Problem - From the line containing "Could you please pick out the short" down to the last line of the material below, copy each line exactly and leave out the rest.

Records shown -

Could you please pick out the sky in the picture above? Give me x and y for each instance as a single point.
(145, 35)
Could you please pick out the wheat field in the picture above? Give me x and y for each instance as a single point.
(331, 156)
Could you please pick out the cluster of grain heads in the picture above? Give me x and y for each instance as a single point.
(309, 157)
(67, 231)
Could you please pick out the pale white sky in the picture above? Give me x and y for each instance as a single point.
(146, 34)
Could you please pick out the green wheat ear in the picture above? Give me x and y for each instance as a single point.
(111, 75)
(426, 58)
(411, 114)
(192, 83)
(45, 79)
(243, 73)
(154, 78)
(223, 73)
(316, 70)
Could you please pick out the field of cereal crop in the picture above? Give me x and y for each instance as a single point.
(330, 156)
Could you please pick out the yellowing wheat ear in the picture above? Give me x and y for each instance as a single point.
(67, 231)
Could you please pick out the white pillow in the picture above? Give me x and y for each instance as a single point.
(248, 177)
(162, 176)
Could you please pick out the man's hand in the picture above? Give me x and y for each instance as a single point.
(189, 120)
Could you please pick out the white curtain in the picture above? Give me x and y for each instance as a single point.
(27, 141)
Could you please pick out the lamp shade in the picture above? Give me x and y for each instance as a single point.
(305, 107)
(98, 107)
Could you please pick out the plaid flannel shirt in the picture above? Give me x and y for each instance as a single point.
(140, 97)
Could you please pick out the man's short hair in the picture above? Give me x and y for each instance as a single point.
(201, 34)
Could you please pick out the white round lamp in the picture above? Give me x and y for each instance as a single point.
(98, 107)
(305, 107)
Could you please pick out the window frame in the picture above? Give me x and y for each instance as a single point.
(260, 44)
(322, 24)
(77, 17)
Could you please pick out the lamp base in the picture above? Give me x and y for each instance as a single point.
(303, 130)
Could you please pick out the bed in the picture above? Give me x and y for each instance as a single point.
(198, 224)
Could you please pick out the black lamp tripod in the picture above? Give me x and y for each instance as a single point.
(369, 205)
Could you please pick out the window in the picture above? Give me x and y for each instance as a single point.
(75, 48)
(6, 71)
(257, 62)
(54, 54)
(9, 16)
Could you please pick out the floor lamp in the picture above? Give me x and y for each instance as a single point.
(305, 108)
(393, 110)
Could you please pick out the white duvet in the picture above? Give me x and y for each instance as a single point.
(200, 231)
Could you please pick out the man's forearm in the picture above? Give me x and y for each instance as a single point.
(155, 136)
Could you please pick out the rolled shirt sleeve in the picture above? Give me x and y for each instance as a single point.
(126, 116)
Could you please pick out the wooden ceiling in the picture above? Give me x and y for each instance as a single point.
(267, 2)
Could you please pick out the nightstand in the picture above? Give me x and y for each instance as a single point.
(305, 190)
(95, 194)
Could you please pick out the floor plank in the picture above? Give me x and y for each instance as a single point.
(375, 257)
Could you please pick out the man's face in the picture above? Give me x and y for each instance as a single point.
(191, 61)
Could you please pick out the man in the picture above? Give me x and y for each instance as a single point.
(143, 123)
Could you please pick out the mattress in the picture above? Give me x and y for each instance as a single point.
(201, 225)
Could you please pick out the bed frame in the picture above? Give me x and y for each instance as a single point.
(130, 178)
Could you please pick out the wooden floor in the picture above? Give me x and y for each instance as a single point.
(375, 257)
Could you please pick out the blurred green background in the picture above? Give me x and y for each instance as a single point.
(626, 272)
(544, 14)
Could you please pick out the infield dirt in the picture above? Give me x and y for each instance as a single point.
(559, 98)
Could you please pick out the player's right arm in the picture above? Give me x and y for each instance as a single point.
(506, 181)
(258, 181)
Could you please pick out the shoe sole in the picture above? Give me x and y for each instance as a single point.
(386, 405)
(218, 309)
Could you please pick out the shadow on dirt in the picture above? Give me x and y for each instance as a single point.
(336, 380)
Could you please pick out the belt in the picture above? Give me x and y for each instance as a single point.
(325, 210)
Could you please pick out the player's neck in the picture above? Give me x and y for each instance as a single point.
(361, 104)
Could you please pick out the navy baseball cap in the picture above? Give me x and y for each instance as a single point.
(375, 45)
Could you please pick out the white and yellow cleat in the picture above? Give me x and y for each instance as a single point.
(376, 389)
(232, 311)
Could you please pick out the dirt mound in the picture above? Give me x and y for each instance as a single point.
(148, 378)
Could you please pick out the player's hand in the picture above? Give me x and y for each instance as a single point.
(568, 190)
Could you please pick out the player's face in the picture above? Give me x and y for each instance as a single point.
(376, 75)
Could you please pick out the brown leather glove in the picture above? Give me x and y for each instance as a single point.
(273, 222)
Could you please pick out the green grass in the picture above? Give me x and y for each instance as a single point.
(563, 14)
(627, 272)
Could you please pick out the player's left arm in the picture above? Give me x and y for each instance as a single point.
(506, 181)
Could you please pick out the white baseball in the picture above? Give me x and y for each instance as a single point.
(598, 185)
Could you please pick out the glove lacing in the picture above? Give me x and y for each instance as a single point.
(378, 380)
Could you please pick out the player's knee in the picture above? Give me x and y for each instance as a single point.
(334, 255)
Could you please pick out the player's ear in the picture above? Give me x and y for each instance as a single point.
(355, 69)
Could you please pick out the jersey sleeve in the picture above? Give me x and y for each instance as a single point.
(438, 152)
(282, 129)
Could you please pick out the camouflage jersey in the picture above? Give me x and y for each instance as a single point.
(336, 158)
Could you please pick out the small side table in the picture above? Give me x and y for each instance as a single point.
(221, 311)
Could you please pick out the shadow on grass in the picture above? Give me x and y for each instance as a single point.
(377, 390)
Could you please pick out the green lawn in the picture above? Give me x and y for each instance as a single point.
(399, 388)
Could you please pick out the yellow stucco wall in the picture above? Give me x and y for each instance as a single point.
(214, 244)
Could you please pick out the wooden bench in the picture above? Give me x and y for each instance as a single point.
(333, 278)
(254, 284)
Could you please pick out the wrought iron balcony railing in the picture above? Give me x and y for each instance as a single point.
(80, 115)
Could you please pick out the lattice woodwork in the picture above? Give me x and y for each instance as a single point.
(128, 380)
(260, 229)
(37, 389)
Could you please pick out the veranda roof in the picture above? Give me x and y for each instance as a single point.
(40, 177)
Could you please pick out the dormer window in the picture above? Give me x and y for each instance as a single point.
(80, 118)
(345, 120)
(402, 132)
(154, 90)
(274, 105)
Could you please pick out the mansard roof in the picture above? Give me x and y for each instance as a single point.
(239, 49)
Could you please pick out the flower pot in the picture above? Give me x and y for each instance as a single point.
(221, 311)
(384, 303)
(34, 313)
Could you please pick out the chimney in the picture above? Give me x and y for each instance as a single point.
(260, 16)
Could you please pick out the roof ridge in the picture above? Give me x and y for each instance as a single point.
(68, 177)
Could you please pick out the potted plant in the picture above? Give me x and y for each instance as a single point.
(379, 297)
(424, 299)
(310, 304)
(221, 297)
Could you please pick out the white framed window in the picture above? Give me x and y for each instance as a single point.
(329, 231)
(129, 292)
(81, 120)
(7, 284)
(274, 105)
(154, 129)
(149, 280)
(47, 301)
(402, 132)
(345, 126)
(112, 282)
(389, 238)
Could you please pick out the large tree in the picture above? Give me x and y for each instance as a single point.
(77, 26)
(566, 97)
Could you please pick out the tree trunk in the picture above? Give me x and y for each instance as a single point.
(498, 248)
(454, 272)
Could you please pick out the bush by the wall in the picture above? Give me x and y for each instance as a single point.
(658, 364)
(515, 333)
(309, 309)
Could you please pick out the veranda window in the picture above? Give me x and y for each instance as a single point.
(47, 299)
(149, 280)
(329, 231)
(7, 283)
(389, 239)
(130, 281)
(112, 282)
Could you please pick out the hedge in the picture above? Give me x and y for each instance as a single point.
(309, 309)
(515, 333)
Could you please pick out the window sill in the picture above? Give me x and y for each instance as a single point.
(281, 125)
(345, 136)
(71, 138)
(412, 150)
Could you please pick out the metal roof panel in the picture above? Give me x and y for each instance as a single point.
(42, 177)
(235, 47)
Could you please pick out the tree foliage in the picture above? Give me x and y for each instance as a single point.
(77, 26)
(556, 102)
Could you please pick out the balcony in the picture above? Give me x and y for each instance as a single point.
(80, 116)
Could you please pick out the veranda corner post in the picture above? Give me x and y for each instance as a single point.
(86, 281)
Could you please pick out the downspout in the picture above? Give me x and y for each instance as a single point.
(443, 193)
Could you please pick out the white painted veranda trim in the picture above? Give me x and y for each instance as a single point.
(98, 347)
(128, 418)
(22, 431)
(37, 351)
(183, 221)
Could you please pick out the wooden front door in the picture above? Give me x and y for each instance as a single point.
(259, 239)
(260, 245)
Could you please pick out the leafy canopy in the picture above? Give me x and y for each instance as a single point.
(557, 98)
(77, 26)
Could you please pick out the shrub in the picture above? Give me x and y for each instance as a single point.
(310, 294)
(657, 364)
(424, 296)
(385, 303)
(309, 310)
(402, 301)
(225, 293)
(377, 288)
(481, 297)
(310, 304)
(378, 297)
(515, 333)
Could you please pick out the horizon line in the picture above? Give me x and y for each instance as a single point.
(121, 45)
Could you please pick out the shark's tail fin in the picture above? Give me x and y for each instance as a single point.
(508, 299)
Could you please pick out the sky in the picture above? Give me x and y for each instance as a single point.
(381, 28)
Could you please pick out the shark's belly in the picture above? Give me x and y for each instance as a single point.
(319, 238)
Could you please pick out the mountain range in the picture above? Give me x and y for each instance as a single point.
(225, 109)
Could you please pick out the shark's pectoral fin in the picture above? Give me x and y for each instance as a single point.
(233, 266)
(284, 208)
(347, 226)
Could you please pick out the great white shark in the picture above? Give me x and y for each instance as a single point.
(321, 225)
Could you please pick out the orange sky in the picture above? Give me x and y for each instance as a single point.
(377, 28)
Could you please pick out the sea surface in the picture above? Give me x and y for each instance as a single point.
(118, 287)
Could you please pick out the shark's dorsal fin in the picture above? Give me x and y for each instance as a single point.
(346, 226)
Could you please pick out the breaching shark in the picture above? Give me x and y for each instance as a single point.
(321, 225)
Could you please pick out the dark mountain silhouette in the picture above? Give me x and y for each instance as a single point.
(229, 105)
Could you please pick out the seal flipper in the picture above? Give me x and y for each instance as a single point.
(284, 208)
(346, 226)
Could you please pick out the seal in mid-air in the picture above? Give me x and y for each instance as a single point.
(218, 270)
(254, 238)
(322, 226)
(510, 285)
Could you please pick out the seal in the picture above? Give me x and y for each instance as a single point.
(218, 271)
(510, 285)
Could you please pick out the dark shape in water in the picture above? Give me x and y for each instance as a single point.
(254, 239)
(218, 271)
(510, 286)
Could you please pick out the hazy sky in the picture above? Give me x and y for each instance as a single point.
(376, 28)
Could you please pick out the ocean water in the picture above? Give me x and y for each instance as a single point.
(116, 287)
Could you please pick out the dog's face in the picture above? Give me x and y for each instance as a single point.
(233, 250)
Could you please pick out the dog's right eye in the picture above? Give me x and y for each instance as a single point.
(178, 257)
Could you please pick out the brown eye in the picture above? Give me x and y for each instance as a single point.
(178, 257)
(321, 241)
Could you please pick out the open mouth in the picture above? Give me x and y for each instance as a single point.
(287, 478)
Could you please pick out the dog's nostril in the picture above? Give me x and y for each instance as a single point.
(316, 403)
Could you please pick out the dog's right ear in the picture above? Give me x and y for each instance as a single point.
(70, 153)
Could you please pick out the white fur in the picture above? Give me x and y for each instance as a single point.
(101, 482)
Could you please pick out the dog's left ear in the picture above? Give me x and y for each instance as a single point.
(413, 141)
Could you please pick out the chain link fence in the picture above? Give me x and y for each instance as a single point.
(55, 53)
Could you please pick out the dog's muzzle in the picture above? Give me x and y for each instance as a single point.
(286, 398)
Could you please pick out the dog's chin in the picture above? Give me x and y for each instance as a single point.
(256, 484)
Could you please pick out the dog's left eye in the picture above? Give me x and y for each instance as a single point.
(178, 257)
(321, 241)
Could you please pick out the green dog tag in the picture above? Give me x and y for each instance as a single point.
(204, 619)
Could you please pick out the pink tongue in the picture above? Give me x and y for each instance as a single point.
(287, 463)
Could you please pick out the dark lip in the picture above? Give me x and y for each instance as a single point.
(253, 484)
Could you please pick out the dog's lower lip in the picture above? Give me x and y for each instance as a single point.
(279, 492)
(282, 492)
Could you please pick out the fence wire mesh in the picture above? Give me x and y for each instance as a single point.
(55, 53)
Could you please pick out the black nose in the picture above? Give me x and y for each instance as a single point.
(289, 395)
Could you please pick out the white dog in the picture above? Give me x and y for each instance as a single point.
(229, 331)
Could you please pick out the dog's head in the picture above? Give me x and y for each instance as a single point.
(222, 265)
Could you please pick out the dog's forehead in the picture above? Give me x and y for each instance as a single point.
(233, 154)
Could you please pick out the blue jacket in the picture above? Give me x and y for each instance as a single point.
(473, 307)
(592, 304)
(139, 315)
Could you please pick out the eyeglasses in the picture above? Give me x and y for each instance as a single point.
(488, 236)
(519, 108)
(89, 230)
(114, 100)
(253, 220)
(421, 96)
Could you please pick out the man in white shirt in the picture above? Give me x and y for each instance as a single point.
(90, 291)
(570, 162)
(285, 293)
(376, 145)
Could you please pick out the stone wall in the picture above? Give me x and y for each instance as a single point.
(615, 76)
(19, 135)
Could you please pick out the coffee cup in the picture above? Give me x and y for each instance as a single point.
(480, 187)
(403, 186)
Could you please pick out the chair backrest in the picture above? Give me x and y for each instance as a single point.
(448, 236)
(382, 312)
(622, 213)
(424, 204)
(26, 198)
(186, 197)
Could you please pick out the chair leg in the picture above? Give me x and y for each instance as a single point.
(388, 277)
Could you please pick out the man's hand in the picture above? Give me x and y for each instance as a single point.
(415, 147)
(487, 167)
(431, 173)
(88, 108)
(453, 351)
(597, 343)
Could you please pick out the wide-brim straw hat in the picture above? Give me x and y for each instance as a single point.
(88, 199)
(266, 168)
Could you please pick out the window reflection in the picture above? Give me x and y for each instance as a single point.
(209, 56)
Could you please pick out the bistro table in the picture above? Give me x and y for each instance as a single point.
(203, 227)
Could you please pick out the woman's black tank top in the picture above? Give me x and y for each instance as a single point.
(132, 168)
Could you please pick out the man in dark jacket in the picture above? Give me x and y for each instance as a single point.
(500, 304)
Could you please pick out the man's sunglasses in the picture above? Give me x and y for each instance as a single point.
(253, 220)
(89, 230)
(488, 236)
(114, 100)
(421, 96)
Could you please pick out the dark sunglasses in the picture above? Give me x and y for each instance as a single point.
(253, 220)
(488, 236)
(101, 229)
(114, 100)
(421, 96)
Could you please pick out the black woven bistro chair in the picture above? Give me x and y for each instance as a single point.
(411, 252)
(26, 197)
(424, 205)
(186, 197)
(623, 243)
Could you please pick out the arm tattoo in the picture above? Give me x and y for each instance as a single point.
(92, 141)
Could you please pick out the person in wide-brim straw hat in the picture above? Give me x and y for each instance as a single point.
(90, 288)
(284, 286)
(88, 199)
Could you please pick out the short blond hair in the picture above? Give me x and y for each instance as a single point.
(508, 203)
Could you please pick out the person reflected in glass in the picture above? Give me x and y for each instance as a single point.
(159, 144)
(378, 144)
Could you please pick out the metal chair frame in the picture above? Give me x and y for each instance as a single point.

Solution below -
Could you please pick out the short blond hair in the picture above? Give me x and y for each instance as a single point.
(508, 203)
Could you please pick out the person reflected in glass in the picture above? Give me x and y for each instance as a single point.
(159, 144)
(378, 144)
Could you please pick out the metal chair frame in the picture above? Give me x and y for each instance as a single point.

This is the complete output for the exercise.